EXTRACT:
-- Opening Marker --

Tamsin’s story
Having been diagnosed with cancer earlier that year, Tamsin's Dad died in October 2016. After receiving support from Cruse, Tamsin shares her story with us.
In January 2016, my Dad was diagnosed with oesophageal cancer. Over the next 9 months he went through various treatments- chemotherapy, surgery, radiotherapy- but nothing was able to make him better. Dad passed away on 7th October 2016, surrounded by his family. I was 21 when he died.
I had the privilege of being with my Dad when he passed away. In the hours before, I sat with him, read to him and told him that I loved him. I was able to support the person who had supported me my entire life, and I am so grateful that I had the opportunity to do that.
But in the moments after he died, I just remember being overcome with one thought “I’m not ready for this”. At 21, there was still so much I needed my Dad for and I didn’t know how to face a future without him.
Hiding from my grief
At first, my way of coping with Dad’s death was to hide from it. I think I did this for a lot of reasons. I didn’t know how to process what happened but I also didn’t want to be a burden to anyone, especially my family who were also going through so much.
Two weeks after Dad died I went back to university to complete my Masters, and slipped back into my life there. I was conscious that I didn’t want to miss out but I also didn’t want to be seen as different. I think this was another big reason that I tried to hide from my grief.
You’re not taught how to deal with grief
When my Dad was diagnosed with cancer, I had some friends who distanced themselves from me. Now I understand it was because we were young and they didn’t know what to say or do, so it was easier to just avoid me. You’re not taught how to deal with grief, let alone what to do when someone else is grieving. With hindsight and experience on my side, I can sympathise but at the time it was difficult.
I was determined not to have this happen again, so I pushed my grief down; only showing people the side of me I wanted them to see. I didn’t want to be ‘the girl whose Dad just died’ because I didn’t think anyone would want to be friends with her. I can see now this was a disservice to my closest friends, who were incredibly supportive when I did start to share with them how I was feeling.

-- Closing Marker --

THE PROBLEM: Transcribe the part of Tamsin's story from "Tamsin’s story" to "story with us.".

Stored data entries
-- Opening Marker --

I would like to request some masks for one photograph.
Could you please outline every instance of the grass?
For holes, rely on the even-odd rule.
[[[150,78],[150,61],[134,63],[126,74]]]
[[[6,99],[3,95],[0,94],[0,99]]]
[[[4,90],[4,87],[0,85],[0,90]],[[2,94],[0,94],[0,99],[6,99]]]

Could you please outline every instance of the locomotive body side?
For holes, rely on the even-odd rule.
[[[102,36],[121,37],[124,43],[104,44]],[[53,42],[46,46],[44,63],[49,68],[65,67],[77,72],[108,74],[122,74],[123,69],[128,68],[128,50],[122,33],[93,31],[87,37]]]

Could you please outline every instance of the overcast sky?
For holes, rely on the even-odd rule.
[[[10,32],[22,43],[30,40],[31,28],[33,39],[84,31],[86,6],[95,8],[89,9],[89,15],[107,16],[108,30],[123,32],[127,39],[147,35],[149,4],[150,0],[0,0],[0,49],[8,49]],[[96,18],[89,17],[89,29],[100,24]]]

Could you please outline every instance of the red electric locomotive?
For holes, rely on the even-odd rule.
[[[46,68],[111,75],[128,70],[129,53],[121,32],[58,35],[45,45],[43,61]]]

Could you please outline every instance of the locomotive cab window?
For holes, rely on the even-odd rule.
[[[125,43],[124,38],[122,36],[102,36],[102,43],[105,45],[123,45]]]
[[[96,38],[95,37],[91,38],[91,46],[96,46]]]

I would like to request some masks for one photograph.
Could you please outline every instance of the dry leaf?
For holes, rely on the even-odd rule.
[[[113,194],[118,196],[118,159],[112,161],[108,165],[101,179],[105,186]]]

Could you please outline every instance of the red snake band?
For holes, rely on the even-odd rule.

-- Closing Marker --

SOLUTION TO THIS TASK:
Tamsin’s story
Having been diagnosed with cancer earlier that year, Tamsin's Dad died in October 2016. After receiving support from Cruse, Tamsin shares her story with us.